_Task description_: Count the lines in the listing below that contain the word "purple", and give only that number.

_Record list_:
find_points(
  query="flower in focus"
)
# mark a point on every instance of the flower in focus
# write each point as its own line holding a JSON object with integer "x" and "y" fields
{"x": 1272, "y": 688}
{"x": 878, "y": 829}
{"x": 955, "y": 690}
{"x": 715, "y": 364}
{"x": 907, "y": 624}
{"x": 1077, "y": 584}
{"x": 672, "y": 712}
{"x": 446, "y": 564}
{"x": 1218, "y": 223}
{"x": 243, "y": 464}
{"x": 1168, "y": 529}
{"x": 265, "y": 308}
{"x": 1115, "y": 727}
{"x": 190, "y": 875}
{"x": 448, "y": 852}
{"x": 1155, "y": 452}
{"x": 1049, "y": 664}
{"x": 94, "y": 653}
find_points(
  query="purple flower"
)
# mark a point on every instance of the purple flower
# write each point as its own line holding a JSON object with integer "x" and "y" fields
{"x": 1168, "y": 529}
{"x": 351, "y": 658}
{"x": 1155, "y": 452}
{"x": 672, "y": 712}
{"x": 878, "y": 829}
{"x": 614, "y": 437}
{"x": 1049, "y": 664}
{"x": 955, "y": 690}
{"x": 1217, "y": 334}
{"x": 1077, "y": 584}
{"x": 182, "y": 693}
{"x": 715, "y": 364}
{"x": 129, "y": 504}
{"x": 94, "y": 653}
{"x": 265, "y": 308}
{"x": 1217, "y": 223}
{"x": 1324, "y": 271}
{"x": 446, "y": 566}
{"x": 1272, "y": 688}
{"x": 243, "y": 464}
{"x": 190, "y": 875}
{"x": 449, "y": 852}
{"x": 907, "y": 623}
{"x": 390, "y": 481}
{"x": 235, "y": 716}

_Task output_: 2